──────── Input for this task
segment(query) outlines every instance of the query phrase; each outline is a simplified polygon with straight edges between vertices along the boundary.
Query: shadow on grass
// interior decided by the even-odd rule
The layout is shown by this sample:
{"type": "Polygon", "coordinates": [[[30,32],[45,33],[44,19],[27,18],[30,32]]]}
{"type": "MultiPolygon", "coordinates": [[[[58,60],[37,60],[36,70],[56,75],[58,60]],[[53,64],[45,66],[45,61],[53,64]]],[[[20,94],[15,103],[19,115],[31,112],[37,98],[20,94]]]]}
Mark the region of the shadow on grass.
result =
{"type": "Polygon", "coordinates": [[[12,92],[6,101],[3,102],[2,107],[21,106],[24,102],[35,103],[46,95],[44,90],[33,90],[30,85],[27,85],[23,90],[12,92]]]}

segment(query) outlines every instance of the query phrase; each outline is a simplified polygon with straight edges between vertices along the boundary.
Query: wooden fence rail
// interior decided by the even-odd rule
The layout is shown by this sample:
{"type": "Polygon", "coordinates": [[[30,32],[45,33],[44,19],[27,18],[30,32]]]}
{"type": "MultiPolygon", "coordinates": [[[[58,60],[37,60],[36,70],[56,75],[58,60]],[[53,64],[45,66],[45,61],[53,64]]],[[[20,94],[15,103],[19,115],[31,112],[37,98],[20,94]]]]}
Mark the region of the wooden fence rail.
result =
────────────────
# [What is required]
Set down every line of the records above again, reproducing each one without any alteration.

# [Output for this task]
segment(query) outlines every instance of the query phrase; each outline is a simplified polygon with straight edges between vertices along the boundary.
Query: shadow on grass
// interior decided by the even-odd rule
The layout is shown by this sample:
{"type": "Polygon", "coordinates": [[[30,32],[45,33],[44,19],[27,18],[30,32]]]}
{"type": "MultiPolygon", "coordinates": [[[[58,60],[37,60],[36,70],[56,75],[58,60]],[[53,64],[45,66],[45,61],[53,64]]],[[[20,94],[15,103],[19,115],[31,112],[37,98],[20,94]]]]}
Mark the region of the shadow on grass.
result =
{"type": "Polygon", "coordinates": [[[12,92],[6,101],[3,102],[2,107],[21,106],[24,102],[35,103],[46,95],[44,90],[33,90],[30,85],[27,85],[23,90],[12,92]]]}

segment(query) outlines every instance of the query phrase; each outline is a simplified polygon with straight edges between vertices along the boundary.
Query: wooden fence rail
// interior decided by the even-odd rule
The layout is shown by this sample:
{"type": "Polygon", "coordinates": [[[30,32],[45,33],[44,19],[27,18],[30,32]]]}
{"type": "MultiPolygon", "coordinates": [[[[58,60],[37,60],[36,70],[56,75],[58,60]],[[53,64],[45,66],[45,61],[53,64]]],[[[20,94],[15,103],[19,115],[31,112],[37,98],[20,94]]]]}
Mark the region of the wooden fence rail.
result =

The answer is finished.